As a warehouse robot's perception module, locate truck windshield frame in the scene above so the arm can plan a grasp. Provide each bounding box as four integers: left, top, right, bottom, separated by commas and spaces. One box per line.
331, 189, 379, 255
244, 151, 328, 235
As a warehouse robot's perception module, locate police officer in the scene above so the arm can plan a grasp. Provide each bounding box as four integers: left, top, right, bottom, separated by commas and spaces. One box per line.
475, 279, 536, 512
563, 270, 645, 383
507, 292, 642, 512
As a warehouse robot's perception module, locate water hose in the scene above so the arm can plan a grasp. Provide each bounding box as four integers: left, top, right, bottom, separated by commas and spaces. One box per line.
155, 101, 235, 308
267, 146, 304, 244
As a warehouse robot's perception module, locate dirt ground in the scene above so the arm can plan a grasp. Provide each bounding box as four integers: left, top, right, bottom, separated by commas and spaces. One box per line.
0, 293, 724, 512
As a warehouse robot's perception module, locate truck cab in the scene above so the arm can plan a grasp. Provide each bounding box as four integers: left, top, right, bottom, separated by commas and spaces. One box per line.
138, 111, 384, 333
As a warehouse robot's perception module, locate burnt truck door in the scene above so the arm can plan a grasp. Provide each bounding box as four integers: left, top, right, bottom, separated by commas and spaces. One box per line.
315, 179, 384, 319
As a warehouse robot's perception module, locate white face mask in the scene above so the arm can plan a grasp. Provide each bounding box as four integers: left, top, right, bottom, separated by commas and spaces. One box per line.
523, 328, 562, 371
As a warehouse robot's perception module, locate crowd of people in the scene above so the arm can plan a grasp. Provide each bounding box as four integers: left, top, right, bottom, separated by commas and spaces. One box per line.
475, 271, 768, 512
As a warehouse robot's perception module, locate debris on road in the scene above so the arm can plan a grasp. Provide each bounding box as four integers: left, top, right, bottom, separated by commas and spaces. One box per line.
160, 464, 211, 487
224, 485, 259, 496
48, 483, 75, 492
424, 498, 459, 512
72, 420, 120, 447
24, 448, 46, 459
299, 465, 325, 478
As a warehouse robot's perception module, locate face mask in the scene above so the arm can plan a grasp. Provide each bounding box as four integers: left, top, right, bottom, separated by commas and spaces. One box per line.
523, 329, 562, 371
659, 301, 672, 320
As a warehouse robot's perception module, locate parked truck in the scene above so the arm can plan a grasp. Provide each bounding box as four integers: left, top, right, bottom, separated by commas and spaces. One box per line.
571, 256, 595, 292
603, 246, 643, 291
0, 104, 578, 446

◆ **What you should do**: Reproduce every item above line for line, changing nothing.

◆ **Solution to the problem**:
As a warehouse robot's perception module, locate truck windshield frame in the scene above so the arm can plan a grasp. Provide each bounding box as four integers: left, top, right, bottom, separated by commas and spaces. One box per line.
331, 189, 379, 255
244, 151, 328, 235
As a warehouse robot's perception module, locate police officer in the scene above so the arm can plan a grasp. Provide each bounding box as four integers: left, top, right, bottom, separated by commas and spaces. One box per line.
475, 279, 536, 512
563, 270, 645, 383
507, 292, 642, 512
As a warehouse robot's perception module, locate water hose in the scene above so the arm can plan a grasp. Provide each bounding box as four integers: left, top, right, bottom, separated by commas and spaces. One box per line.
155, 101, 235, 308
267, 146, 304, 244
As a warehouse robot's perception module, locate dirt ground in the scene above so the arm can plan a grasp. Provide each bounding box as four integers: left, top, right, bottom, separated by commas and spaces. One box per line.
0, 293, 724, 512
As a warehouse robot's perception module, locate truck cab in the scene above so the arm can plan a grasp. Provide each bounding box as four integers: left, top, right, bottom, separated by commas and spaces. One box per line.
138, 111, 384, 333
As a warehouse robot's perception module, locate burnt truck door in the scene above so the arm can plan a grasp. Provide each bounding box as four integers: left, top, right, bottom, separated by commas and spaces. One box per line.
315, 179, 384, 319
As a warehouse robot's perception module, locate white face mask in the scene above so the arm can plan a grasp. Provide each bounding box as four integers: left, top, right, bottom, separated by commas and spaces. One box per line.
523, 328, 562, 371
As a warehouse robot's perception module, locate crowd of people in the scene above so the arm can plan a grasp. Provide each bounding box as four integers: left, top, right, bottom, separated by commas and spaces. One box per line.
475, 271, 768, 512
As a warehouse robot's perception module, locate debris on road in the scene above so the arm can plan a grasp. Provide each bounding box as four integers: left, top, right, bottom, separated by commas and spaces. One box per line.
160, 464, 211, 487
224, 485, 259, 496
48, 483, 75, 492
424, 498, 459, 512
72, 420, 120, 447
24, 448, 46, 459
299, 465, 325, 478
As a warehouse robot's perception module, locate face mask in the scene above so the arm can plan a grasp. Provide each bounding box as four integers: left, top, right, bottom, separated by commas and spaces. One box per line.
523, 329, 562, 371
659, 301, 672, 320
As a warehouse robot's perception module, locate parked truck in the scene above so the arm can plan a grasp. Provide each bounding box as four integers: left, top, right, bottom, separated by commas and spaces. One box per line.
571, 256, 595, 292
603, 246, 643, 291
0, 104, 578, 446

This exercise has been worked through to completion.